REQUIRED TASK:
Turn the records below into a numbered list, one line per item, with blank lines dropped. Leave the pictures out.

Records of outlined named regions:
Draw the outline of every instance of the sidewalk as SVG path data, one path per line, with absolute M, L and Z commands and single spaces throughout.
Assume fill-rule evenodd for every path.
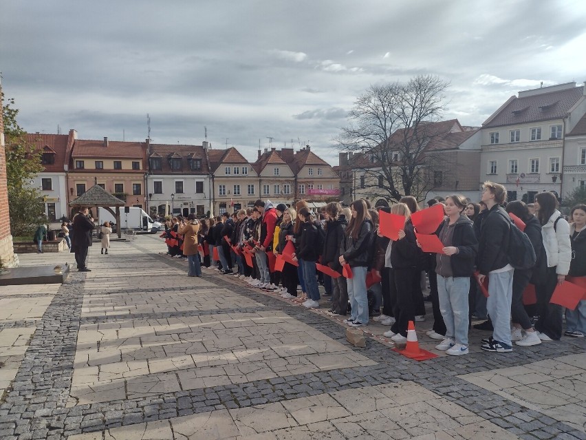
M 417 322 L 441 355 L 420 363 L 376 323 L 351 346 L 325 300 L 188 277 L 157 235 L 111 246 L 63 285 L 0 287 L 0 439 L 586 438 L 583 339 L 491 354 L 474 331 L 450 357 Z

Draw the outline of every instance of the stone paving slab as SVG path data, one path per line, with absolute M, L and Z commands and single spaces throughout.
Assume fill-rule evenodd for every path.
M 462 439 L 517 436 L 413 382 L 136 423 L 69 440 Z

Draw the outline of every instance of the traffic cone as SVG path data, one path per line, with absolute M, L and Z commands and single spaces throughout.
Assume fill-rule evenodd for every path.
M 409 321 L 407 326 L 407 345 L 404 350 L 393 348 L 396 352 L 401 353 L 403 356 L 416 361 L 425 361 L 428 359 L 437 357 L 437 355 L 419 348 L 419 342 L 417 340 L 417 333 L 415 331 L 415 324 L 413 321 Z

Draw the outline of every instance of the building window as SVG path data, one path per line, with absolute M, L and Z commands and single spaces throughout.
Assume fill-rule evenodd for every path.
M 550 139 L 561 139 L 561 125 L 552 125 Z
M 202 159 L 191 159 L 191 171 L 202 171 Z
M 443 177 L 444 176 L 442 171 L 433 171 L 433 185 L 435 187 L 441 187 Z
M 53 179 L 41 179 L 41 185 L 43 191 L 52 191 L 53 189 Z
M 529 159 L 529 172 L 539 172 L 539 159 Z
M 149 164 L 151 166 L 151 169 L 162 169 L 162 161 L 161 158 L 150 158 Z
M 496 160 L 489 160 L 488 161 L 488 174 L 497 174 L 497 161 Z

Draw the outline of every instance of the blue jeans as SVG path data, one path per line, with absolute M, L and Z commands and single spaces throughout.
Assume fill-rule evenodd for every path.
M 367 267 L 352 268 L 351 278 L 347 280 L 348 298 L 350 300 L 350 317 L 362 324 L 368 324 L 368 295 L 366 289 Z
M 437 275 L 440 311 L 446 324 L 446 337 L 468 346 L 469 277 Z
M 576 310 L 565 310 L 566 329 L 569 331 L 579 331 L 586 335 L 586 300 L 578 303 Z
M 319 301 L 319 288 L 316 278 L 316 262 L 303 261 L 303 280 L 305 282 L 306 293 L 310 300 Z
M 199 255 L 197 253 L 193 255 L 187 255 L 187 275 L 191 277 L 202 275 Z
M 492 321 L 492 338 L 511 346 L 511 302 L 514 270 L 488 274 L 486 310 Z

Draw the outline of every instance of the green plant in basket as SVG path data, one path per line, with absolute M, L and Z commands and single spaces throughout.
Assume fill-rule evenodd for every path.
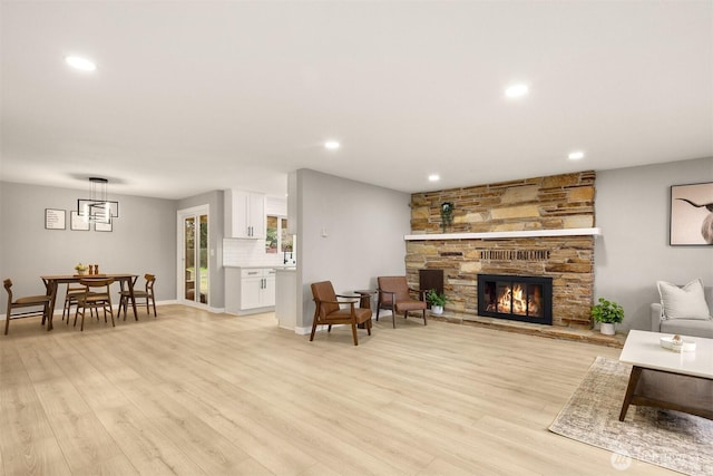
M 598 304 L 592 307 L 592 319 L 596 322 L 618 323 L 624 320 L 624 308 L 614 301 L 599 298 Z

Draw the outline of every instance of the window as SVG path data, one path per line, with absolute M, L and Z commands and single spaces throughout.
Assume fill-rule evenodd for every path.
M 285 216 L 267 215 L 265 253 L 292 251 L 292 235 L 287 234 L 287 218 Z

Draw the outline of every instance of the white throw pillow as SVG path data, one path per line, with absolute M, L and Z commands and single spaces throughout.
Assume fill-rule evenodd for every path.
M 700 278 L 682 288 L 665 281 L 656 281 L 656 286 L 666 319 L 710 319 Z

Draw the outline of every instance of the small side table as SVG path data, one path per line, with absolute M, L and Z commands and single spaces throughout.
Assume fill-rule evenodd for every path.
M 371 297 L 375 295 L 377 292 L 378 291 L 374 291 L 372 289 L 362 289 L 362 290 L 354 291 L 354 293 L 360 295 L 359 307 L 363 309 L 371 309 Z M 364 324 L 359 324 L 359 328 L 363 329 Z
M 359 307 L 363 309 L 371 309 L 371 297 L 377 295 L 377 291 L 372 289 L 362 289 L 354 292 L 360 295 Z

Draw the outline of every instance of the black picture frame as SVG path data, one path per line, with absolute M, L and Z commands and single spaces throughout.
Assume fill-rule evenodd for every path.
M 45 230 L 67 230 L 67 211 L 45 208 Z
M 94 222 L 94 231 L 95 232 L 113 232 L 114 223 L 109 220 L 108 223 L 105 222 Z
M 713 245 L 713 182 L 671 186 L 668 244 Z
M 105 214 L 105 204 L 109 205 L 109 214 Z M 77 200 L 77 213 L 81 216 L 89 215 L 92 222 L 109 223 L 111 218 L 119 216 L 119 202 L 97 202 L 89 198 Z
M 89 217 L 80 215 L 72 210 L 69 214 L 69 229 L 79 232 L 88 232 L 90 230 Z

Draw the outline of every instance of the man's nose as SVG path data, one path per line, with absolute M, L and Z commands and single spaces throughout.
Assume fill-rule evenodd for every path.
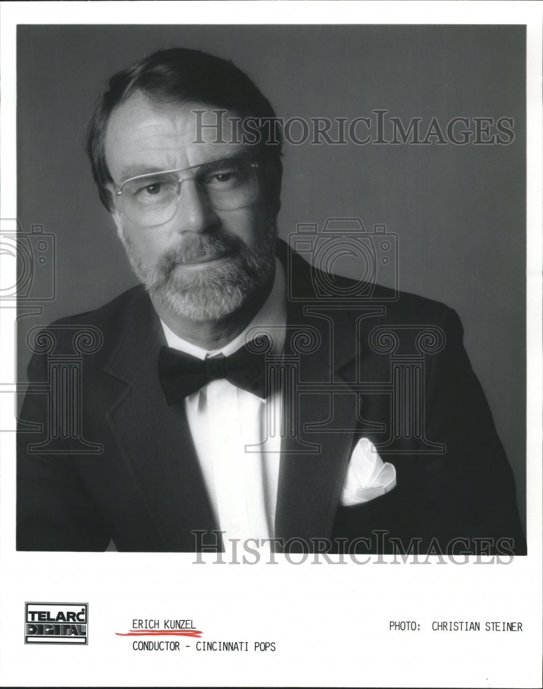
M 174 217 L 176 229 L 185 232 L 206 232 L 218 224 L 218 218 L 204 191 L 194 179 L 180 182 L 179 200 Z

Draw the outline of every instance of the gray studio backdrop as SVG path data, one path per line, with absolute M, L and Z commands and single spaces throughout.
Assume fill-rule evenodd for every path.
M 468 118 L 471 130 L 473 118 L 513 119 L 514 140 L 501 145 L 438 143 L 437 136 L 420 145 L 287 144 L 279 227 L 287 238 L 300 223 L 322 229 L 329 217 L 358 217 L 367 229 L 382 223 L 398 235 L 400 288 L 443 301 L 460 314 L 524 516 L 522 26 L 19 26 L 19 220 L 25 232 L 38 225 L 53 235 L 56 253 L 54 298 L 39 302 L 38 316 L 19 312 L 19 380 L 25 380 L 30 327 L 94 309 L 135 284 L 94 187 L 84 131 L 114 72 L 179 45 L 232 59 L 285 119 L 368 117 L 372 141 L 378 110 L 405 126 L 422 118 L 423 132 L 433 117 L 443 128 L 454 117 Z M 356 130 L 360 139 L 367 133 L 363 124 Z M 303 134 L 293 127 L 293 141 Z M 389 131 L 385 138 L 391 138 Z M 36 284 L 47 282 L 50 276 L 40 271 L 48 268 L 36 265 Z M 360 267 L 351 262 L 339 269 L 357 276 Z M 387 283 L 390 276 L 377 279 Z M 52 296 L 46 294 L 50 287 L 43 295 Z M 21 304 L 39 298 L 34 290 Z

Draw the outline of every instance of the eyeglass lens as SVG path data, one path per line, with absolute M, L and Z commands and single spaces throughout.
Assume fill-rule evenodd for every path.
M 200 165 L 194 177 L 183 173 L 160 172 L 128 180 L 121 187 L 121 201 L 133 223 L 152 227 L 170 220 L 176 214 L 181 185 L 194 179 L 216 210 L 236 210 L 256 198 L 258 183 L 254 164 L 243 158 L 230 158 Z

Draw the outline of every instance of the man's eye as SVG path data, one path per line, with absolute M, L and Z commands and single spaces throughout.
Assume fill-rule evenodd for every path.
M 150 196 L 155 196 L 160 194 L 162 191 L 162 185 L 160 182 L 157 182 L 155 184 L 147 185 L 147 187 L 144 187 L 143 192 L 145 194 L 148 194 Z
M 169 180 L 141 180 L 127 187 L 127 193 L 141 201 L 150 200 L 176 193 L 176 185 Z
M 232 189 L 239 185 L 240 181 L 241 175 L 237 170 L 228 169 L 208 172 L 201 183 L 208 189 Z

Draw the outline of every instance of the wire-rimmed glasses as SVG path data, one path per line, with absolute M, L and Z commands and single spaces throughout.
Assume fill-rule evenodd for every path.
M 194 181 L 215 210 L 233 211 L 249 205 L 258 194 L 258 163 L 246 158 L 225 158 L 182 169 L 131 177 L 115 193 L 131 223 L 152 227 L 174 217 L 181 184 L 189 180 Z

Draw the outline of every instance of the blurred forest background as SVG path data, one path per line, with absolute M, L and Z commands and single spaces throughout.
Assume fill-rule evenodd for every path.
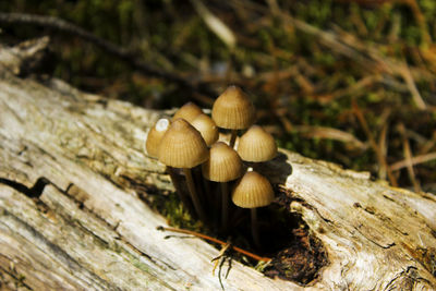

EXERCISE RESPONSE:
1. Draw the outline of every instance of the sidewalk as SVG path data, one path per line, with absolute M, L and Z commands and single spaces throughout.
2. Assume fill-rule evenodd for every path.
3. M 417 322 L 441 355 L 420 363 L 376 323 L 351 346 L 325 300 L 188 277 L 157 235 L 111 246 L 63 285 L 0 287 L 0 439 L 586 438 L 583 339 L 491 354 L 474 331 L 450 357 Z
4. Draw the outline of every instance of the stone paving slab as SVG path data, one path per line, with absolute M, L and Z commands and single spaces throughout.
5. Assume fill-rule evenodd for every path.
6. M 462 439 L 517 436 L 413 382 L 136 423 L 69 440 Z
7. Draw the outline of every instance of the traffic cone as SVG path data, one path per line, with absolute M, L and Z commands and single spaces throughout.
8. Assume fill-rule evenodd for every path.
9. M 409 321 L 407 326 L 407 345 L 404 350 L 393 348 L 396 352 L 401 353 L 403 356 L 416 361 L 425 361 L 428 359 L 437 357 L 437 355 L 419 348 L 419 342 L 417 340 L 417 333 L 415 331 L 415 324 L 413 321 Z
10. Draw the outline of every instance of the building window as SVG path data, one path per line, with absolute M, L and Z commands and single spaces throughout.
11. Assume fill-rule evenodd for every path.
12. M 550 139 L 561 139 L 561 125 L 552 125 Z
13. M 202 159 L 191 159 L 191 171 L 202 171 Z
14. M 443 177 L 444 176 L 442 171 L 433 171 L 433 185 L 435 187 L 441 187 Z
15. M 53 179 L 41 179 L 41 185 L 43 191 L 52 191 L 53 189 Z
16. M 529 159 L 529 172 L 539 172 L 539 159 Z
17. M 149 164 L 151 166 L 151 169 L 162 169 L 162 161 L 161 158 L 150 158 Z
18. M 496 160 L 489 160 L 488 161 L 488 174 L 497 174 L 497 161 Z
19. Draw the outline of every instance of the blue jeans as SVG path data, one path per line, with absolute M, L and Z commands and single spaces throughout.
20. Assume fill-rule evenodd for every path.
21. M 367 267 L 352 268 L 351 278 L 347 280 L 348 298 L 350 300 L 350 317 L 362 324 L 368 324 L 368 295 L 366 289 Z
22. M 437 275 L 440 311 L 446 324 L 446 337 L 468 346 L 469 277 Z
23. M 576 310 L 565 310 L 566 329 L 569 331 L 579 331 L 586 335 L 586 300 L 578 303 Z
24. M 319 301 L 319 288 L 316 278 L 316 262 L 303 261 L 303 280 L 305 282 L 306 293 L 310 300 Z
25. M 199 255 L 197 253 L 193 255 L 187 255 L 187 275 L 191 277 L 202 275 Z
26. M 492 321 L 492 338 L 511 346 L 511 302 L 514 270 L 488 274 L 486 310 Z
27. Draw the outline of every instance of the green plant in basket as SVG path data, one path per line, with absolute M, L and Z commands and single spaces throughout.
28. Assume fill-rule evenodd for every path.
29. M 598 304 L 592 307 L 592 319 L 596 322 L 618 323 L 624 320 L 624 308 L 614 301 L 599 298 Z
30. Draw the outline of every instance of the window as SVG path data, one path per line, with absolute M, L and Z commands and single spaces throughout.
31. Assume fill-rule evenodd for every path.
32. M 285 216 L 267 215 L 265 253 L 292 251 L 292 235 L 287 234 L 287 218 Z
33. Draw the outline of every instance of the white throw pillow as SVG path data, one path per line, with absolute M, L and Z commands and single spaces throughout.
34. Assume fill-rule evenodd for every path.
35. M 700 278 L 682 288 L 665 281 L 656 281 L 656 286 L 666 319 L 710 319 Z
36. Draw the outline of every instance of the small side table as SVG path data, one path per line, with absolute M, L and Z commands and single spaces throughout.
37. Assume fill-rule evenodd for every path.
38. M 371 297 L 375 295 L 377 292 L 378 291 L 374 291 L 372 289 L 362 289 L 362 290 L 354 291 L 354 293 L 360 295 L 359 307 L 363 309 L 371 309 Z M 364 324 L 359 324 L 359 328 L 363 329 Z
39. M 359 307 L 363 309 L 371 309 L 371 297 L 377 295 L 377 291 L 372 289 L 362 289 L 354 292 L 360 295 Z
40. Draw the outline of every instance of the black picture frame as SVG path data, one path per line, with absolute M, L and Z commands and single spaces throughout.
41. Assume fill-rule evenodd for every path.
42. M 45 230 L 67 230 L 67 211 L 45 208 Z
43. M 94 222 L 94 231 L 95 232 L 113 232 L 114 223 L 109 220 L 108 223 L 105 222 Z
44. M 713 245 L 713 182 L 671 186 L 668 244 Z
45. M 105 214 L 105 204 L 109 205 L 109 214 Z M 77 200 L 77 213 L 81 216 L 89 215 L 92 222 L 109 223 L 111 218 L 119 216 L 119 202 L 97 202 L 89 198 Z
46. M 89 217 L 80 215 L 72 210 L 69 214 L 69 229 L 79 232 L 88 232 L 90 230 Z
47. Draw the outline of every instance of the man's nose as SVG path data, one path per line, with absolute M, L and Z commands and single spaces throughout.
48. Assume fill-rule evenodd for every path.
49. M 174 217 L 176 229 L 185 232 L 206 232 L 218 224 L 218 218 L 204 191 L 194 179 L 180 182 L 179 200 Z
50. Draw the outline of every instance of the gray studio backdrop as SVG path data, one path per line, with absolute M, L and Z commands and single spaces throughout.
51. Assume fill-rule evenodd for every path.
52. M 468 118 L 471 130 L 473 118 L 513 119 L 514 140 L 501 145 L 438 143 L 437 136 L 420 145 L 287 144 L 279 227 L 287 238 L 300 223 L 322 229 L 329 217 L 358 217 L 367 229 L 382 223 L 398 235 L 400 288 L 443 301 L 460 314 L 524 516 L 522 26 L 19 26 L 19 220 L 25 232 L 38 225 L 53 235 L 56 253 L 54 298 L 39 302 L 38 316 L 19 312 L 19 380 L 25 380 L 30 327 L 94 309 L 135 284 L 94 187 L 84 131 L 114 72 L 179 45 L 232 59 L 285 119 L 368 117 L 372 141 L 378 110 L 405 126 L 422 118 L 423 132 L 433 117 L 443 128 L 454 117 Z M 356 130 L 360 139 L 367 133 L 363 124 Z M 303 134 L 293 127 L 293 141 Z M 389 131 L 385 138 L 391 138 Z M 36 284 L 47 282 L 50 276 L 40 271 L 48 268 L 36 265 Z M 360 267 L 351 262 L 339 269 L 357 276 Z M 387 283 L 390 276 L 377 279 Z M 52 296 L 46 294 L 50 287 L 43 295 Z M 21 304 L 39 298 L 34 290 Z
53. Draw the outline of every instance of the eyeglass lens as SVG path data, one path per line, with absolute M, L and Z commands and single spaces throughout.
54. Assume fill-rule evenodd for every path.
55. M 200 165 L 194 177 L 183 173 L 160 172 L 128 180 L 121 187 L 121 201 L 133 223 L 152 227 L 170 220 L 176 214 L 181 185 L 194 179 L 216 210 L 236 210 L 256 198 L 258 183 L 254 164 L 243 158 L 230 158 Z
56. Draw the outline of every instance of the man's eye as SVG path data, one path per line, with absolute M, L and Z commands and single spaces throughout.
57. Assume fill-rule evenodd for every path.
58. M 150 196 L 155 196 L 160 194 L 162 191 L 162 185 L 160 182 L 157 182 L 155 184 L 147 185 L 147 187 L 144 187 L 143 192 L 145 194 L 148 194 Z
59. M 169 180 L 141 180 L 127 187 L 127 193 L 141 201 L 150 200 L 176 193 L 176 185 Z
60. M 232 189 L 239 185 L 240 181 L 241 175 L 237 170 L 228 169 L 208 172 L 201 183 L 208 189 Z
61. Draw the outline of every instance of the wire-rimmed glasses as SVG path data, one path per line, with absolute M, L and Z commands and single spaces throughout.
62. Assume fill-rule evenodd for every path.
63. M 194 181 L 215 210 L 233 211 L 249 205 L 258 194 L 258 163 L 246 158 L 225 158 L 182 169 L 131 177 L 115 193 L 131 223 L 152 227 L 174 217 L 181 184 L 189 180 Z
64. Draw the outline of every instance of the blurred forest background as SVG path data, one path per line, with absolute M, L and Z commands and single spaces throughout.
65. Assume fill-rule evenodd for every path.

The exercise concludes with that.